Stored items:
★ ★ ★
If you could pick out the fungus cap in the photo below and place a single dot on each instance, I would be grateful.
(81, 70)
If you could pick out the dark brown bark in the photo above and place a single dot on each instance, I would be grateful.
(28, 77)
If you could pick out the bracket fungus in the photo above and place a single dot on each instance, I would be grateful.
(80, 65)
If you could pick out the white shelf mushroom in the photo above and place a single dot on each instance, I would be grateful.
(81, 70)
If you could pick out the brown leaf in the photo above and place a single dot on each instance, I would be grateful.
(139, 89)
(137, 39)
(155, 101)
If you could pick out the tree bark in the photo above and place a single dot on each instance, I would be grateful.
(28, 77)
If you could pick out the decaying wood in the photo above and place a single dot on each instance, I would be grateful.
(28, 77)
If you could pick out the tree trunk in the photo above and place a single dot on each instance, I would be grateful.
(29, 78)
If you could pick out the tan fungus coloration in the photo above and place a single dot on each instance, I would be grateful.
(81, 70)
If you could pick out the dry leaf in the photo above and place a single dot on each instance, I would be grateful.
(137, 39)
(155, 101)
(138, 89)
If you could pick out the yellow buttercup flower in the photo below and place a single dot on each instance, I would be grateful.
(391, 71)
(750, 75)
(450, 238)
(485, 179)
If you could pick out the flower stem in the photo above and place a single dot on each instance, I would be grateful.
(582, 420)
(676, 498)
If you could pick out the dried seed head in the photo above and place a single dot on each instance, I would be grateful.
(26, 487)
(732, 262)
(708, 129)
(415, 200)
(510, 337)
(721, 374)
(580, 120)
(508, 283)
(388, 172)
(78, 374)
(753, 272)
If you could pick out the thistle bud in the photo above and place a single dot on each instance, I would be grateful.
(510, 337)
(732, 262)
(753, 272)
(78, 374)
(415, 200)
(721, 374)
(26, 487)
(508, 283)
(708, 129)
★ ★ ★
> Problem: Rewrite all of the records above as a two-column CSV headed "request" and "points," with one row per request. Put each request's text and its answer in separate quoted fields, and replace line breaks with spaces.

> Answer in full:
request,points
"If you could pick out the fungus cap in the photo below and place a single dot on each instance, I would be grateful.","(81, 70)"
"If you could pick out the dark brown bark in the photo above and place a single dot on each instance, I would be grateful.","(28, 77)"
"If you could pick out the bracket fungus in the photo above and place a single dot on each instance, I would be grateful.","(80, 65)"
"If you could pick out the white shelf mushroom in the photo above and place a single dot on each instance, I would be grateful.","(81, 70)"
"If you could pick out the brown leaf in the photo above and place a single dot on each instance, I would be grateful.","(139, 89) (137, 39) (155, 101)"
"If you could pick out the tree bark in the photo above and place a single dot on each instance, I would be grateful.","(28, 77)"
"If you could pick out the decaying wood in the photo above and place a single dot on each instance, I would be grateful.","(28, 77)"
"If you could pick out the tree trunk in the photo above and place a single dot on each instance, I would be grateful.","(29, 78)"
"If you could pick out the tan fungus coloration in the photo above and place a single dot on each instance, I would be grateful.","(81, 70)"
"If you could pick out the dry leaf in the photo above and place a single dot on each instance, I would be grateful.","(137, 39) (155, 101) (138, 89)"
"If you could pick out the yellow buttercup flower in the photo below and place a single dot on each instance, I would be grateful.","(391, 71) (750, 75) (450, 238) (485, 179)"
"If you could pick out the flower stem in the photo above and place a single dot on each instance, I would be grateful.","(582, 420) (676, 498)"
"If you could pick out the dried seed head in the photo above and place a single dot on each instance, I would be grateful.","(26, 487) (732, 262) (708, 129) (415, 200) (510, 337) (721, 374) (580, 120) (508, 283) (388, 172) (78, 374) (753, 272)"
"If you could pick out the thistle bud in the photo above and place a single dot on each instance, I would be grateful.","(510, 337) (732, 262) (753, 272) (78, 374) (415, 200) (721, 374) (26, 487) (508, 283) (708, 129)"